*Directions*: In the data below, rewrite the lines starting at the one containing "Could you spot the soldier's sleeve" and ending at the one containing "point(473, 187)", replacing every "Query" with "Label" and changing nothing else. Return only those lines.

*Extracted records*:

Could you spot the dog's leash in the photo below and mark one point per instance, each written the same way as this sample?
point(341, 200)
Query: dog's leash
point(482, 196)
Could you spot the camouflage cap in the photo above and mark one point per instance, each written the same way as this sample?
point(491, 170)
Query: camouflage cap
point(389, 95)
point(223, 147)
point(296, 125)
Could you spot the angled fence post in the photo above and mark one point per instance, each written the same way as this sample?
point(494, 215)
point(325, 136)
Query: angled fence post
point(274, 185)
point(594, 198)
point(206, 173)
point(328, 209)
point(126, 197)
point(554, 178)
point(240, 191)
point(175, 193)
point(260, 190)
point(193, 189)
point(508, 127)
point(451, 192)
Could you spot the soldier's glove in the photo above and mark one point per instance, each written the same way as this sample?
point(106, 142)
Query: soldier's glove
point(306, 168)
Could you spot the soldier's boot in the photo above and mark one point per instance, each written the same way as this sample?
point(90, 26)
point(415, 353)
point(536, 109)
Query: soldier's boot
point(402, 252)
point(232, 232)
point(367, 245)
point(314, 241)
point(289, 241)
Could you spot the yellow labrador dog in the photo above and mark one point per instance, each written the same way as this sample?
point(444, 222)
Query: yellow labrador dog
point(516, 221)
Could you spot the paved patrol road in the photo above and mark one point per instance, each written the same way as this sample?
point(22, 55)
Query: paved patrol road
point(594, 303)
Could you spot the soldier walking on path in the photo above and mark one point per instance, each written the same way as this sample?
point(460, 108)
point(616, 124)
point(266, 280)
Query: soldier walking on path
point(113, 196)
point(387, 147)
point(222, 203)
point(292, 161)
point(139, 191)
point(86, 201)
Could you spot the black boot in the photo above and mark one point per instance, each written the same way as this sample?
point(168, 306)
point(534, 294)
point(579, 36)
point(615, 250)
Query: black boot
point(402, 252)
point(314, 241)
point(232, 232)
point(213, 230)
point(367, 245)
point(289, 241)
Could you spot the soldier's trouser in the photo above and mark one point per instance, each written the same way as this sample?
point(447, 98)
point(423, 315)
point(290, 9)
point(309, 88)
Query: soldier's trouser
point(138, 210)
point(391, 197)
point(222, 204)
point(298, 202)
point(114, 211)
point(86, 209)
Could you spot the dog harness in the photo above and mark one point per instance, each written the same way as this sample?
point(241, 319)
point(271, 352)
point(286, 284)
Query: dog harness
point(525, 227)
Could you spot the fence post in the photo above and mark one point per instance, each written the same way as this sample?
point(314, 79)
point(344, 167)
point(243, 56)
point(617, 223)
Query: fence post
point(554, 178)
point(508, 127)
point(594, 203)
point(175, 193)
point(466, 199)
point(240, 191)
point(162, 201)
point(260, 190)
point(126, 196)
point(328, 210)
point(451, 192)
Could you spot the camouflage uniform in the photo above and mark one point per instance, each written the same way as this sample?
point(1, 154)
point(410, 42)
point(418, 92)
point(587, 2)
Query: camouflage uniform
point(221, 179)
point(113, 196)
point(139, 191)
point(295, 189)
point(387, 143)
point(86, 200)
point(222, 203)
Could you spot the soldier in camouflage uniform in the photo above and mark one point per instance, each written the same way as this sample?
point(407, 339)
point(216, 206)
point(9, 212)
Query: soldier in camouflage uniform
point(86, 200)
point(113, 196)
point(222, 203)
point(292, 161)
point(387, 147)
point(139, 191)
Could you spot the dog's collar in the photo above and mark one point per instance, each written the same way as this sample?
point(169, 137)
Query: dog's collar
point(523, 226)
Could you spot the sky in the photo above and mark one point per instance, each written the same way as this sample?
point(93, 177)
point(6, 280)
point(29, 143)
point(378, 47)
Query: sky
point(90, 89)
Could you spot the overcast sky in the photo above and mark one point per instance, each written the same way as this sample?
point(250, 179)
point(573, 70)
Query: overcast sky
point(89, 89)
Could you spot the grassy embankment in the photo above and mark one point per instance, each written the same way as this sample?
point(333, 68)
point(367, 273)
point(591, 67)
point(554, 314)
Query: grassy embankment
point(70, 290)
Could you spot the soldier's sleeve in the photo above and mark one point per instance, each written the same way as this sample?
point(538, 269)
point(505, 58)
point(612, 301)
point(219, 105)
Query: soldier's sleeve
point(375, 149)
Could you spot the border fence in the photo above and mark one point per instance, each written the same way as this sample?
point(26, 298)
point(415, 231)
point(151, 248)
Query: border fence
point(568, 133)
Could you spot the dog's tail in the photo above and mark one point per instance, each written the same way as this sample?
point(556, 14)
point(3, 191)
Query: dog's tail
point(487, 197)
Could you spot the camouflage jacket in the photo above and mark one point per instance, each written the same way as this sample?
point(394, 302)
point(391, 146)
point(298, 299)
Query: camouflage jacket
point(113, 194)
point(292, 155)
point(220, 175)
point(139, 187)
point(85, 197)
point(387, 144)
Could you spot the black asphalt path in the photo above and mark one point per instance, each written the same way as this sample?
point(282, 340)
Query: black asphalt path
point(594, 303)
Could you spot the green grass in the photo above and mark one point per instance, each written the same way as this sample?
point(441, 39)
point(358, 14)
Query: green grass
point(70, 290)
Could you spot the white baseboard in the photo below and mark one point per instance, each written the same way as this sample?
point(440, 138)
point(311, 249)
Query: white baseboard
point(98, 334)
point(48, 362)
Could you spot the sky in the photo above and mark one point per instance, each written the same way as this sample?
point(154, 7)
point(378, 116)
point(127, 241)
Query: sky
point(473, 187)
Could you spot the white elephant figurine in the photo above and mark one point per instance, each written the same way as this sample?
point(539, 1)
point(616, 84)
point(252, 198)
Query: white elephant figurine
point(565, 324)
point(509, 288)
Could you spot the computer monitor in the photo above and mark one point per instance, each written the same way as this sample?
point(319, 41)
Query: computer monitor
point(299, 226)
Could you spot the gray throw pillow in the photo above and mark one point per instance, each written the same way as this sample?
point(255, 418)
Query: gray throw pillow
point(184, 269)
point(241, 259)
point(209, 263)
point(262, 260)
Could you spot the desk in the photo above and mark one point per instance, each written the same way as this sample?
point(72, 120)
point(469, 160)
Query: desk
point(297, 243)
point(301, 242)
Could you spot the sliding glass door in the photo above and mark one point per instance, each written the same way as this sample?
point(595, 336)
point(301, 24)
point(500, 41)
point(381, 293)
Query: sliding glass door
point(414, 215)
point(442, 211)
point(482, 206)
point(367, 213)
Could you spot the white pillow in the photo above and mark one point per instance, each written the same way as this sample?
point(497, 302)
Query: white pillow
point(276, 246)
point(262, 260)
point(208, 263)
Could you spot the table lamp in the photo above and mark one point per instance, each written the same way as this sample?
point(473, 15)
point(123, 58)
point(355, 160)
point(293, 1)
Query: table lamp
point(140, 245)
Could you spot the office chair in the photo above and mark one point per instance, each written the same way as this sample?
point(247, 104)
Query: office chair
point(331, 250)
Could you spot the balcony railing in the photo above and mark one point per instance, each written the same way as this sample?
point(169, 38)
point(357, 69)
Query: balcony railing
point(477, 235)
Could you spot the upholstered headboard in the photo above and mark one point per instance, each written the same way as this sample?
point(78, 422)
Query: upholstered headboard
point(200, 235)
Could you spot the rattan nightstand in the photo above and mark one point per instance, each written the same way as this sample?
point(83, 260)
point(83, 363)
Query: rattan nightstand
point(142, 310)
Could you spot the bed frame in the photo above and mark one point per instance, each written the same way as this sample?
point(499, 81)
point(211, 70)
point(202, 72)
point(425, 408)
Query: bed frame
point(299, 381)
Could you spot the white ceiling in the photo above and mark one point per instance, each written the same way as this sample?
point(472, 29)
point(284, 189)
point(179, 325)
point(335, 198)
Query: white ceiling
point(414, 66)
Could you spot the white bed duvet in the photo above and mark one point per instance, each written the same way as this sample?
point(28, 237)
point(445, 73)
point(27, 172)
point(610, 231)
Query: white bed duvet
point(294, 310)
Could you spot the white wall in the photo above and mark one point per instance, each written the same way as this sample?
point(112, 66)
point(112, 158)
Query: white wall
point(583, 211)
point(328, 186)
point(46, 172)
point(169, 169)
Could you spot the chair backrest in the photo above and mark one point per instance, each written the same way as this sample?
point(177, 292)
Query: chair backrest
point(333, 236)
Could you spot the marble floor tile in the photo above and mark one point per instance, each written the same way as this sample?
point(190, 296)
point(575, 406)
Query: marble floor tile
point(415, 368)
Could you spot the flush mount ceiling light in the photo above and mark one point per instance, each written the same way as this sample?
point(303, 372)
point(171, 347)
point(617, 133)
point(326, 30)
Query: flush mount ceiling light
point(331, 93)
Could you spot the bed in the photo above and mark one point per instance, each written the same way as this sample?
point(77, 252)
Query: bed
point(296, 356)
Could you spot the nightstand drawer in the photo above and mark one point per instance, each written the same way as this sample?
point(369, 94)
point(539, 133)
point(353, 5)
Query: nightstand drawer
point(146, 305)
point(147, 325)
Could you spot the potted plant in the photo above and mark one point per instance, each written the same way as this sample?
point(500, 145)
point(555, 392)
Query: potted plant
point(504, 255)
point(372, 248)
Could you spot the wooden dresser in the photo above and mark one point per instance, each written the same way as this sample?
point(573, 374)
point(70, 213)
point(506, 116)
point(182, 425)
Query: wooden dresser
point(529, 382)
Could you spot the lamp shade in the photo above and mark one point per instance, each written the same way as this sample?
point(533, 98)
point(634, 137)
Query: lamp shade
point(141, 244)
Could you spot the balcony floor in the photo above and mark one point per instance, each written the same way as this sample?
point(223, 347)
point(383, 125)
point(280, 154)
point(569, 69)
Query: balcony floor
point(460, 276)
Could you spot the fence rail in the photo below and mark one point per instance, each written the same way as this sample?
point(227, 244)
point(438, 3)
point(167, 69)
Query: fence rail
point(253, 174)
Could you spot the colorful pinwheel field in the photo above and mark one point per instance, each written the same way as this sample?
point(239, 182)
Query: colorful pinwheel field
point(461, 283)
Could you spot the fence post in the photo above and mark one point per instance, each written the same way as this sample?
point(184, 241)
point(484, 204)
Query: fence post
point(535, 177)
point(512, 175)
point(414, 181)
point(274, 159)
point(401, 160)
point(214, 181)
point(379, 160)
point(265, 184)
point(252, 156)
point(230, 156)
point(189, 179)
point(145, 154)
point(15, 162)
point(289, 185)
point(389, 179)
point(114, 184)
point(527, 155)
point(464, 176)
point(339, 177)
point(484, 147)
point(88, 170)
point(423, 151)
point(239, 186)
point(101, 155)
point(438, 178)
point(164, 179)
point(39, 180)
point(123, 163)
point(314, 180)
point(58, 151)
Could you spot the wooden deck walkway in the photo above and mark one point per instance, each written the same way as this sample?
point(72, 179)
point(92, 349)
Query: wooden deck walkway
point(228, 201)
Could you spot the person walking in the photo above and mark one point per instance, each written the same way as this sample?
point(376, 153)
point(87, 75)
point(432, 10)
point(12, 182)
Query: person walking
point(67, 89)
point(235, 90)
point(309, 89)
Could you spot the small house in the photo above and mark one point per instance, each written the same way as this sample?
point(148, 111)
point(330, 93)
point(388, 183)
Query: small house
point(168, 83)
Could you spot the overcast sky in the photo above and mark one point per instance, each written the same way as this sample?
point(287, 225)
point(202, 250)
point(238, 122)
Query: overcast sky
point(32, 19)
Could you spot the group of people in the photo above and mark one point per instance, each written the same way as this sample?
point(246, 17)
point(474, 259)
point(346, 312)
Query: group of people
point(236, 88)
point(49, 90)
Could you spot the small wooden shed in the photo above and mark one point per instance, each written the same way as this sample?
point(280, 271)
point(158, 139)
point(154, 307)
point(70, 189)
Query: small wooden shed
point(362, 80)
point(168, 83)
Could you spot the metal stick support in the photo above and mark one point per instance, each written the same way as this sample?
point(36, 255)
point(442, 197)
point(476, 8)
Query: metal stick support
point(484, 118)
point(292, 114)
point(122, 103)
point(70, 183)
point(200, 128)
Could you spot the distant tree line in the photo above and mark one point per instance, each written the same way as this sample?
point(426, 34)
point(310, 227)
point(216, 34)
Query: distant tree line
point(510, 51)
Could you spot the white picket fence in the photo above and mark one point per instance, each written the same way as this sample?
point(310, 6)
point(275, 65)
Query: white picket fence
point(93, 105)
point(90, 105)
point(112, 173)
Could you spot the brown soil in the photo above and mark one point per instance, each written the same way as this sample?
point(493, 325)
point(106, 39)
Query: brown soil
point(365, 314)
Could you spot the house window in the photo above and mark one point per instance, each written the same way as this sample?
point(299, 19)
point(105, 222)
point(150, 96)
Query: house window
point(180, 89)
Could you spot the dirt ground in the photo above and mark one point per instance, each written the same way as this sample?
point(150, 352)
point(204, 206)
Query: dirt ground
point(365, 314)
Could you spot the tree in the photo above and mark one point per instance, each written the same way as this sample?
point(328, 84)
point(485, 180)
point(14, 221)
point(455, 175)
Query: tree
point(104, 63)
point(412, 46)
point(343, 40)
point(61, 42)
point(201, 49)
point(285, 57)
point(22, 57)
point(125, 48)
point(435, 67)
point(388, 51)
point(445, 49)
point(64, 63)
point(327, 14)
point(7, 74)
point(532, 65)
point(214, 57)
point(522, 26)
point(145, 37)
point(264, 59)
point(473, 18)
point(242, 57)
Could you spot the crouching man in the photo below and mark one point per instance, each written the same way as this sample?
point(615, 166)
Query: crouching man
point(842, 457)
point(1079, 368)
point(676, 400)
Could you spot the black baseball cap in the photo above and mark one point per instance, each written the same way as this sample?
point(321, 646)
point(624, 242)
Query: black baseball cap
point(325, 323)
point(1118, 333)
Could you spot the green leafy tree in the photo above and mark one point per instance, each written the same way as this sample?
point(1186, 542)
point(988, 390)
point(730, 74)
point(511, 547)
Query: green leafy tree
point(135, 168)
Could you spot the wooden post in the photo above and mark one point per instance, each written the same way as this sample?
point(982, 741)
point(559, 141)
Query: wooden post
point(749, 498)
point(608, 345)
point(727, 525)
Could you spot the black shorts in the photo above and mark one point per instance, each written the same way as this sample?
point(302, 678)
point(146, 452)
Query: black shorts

*Response for this exercise*:
Could you spot the soldier's sleeve in the photo above and mark one point per instance, each written the same way as this sample?
point(538, 269)
point(505, 58)
point(612, 301)
point(219, 105)
Label: soldier's sleeve
point(375, 149)
Could you spot the border fence in the photo above and mark one point per instance, each written the same way as this sample?
point(26, 298)
point(415, 231)
point(151, 248)
Label: border fence
point(568, 133)
Could you spot the dog's tail in the photo above and mark one point per instance, each written the same way as this sample?
point(556, 14)
point(3, 191)
Label: dog's tail
point(487, 197)
Could you spot the camouflage jacket in the photo above and mark one point per instance, each written the same way as this sample?
point(394, 302)
point(391, 146)
point(298, 299)
Label: camouflage jacket
point(113, 194)
point(292, 155)
point(220, 175)
point(139, 187)
point(85, 197)
point(387, 144)
Could you spot the black asphalt path in the photo above and mark one point per instance, each written the same way as this sample?
point(282, 340)
Label: black asphalt path
point(594, 303)
Could you spot the green grass in the photo above and mark one point per instance, each written the same way as this sample?
point(441, 39)
point(358, 14)
Label: green grass
point(70, 290)
Could you spot the white baseboard in the photo below and mark one point per instance, each written the same way as this sample?
point(440, 138)
point(311, 249)
Label: white baseboard
point(98, 334)
point(48, 362)
Could you spot the sky in the photo above and mark one point per instance, each written the same way as this sample?
point(154, 7)
point(378, 116)
point(127, 241)
Label: sky
point(473, 187)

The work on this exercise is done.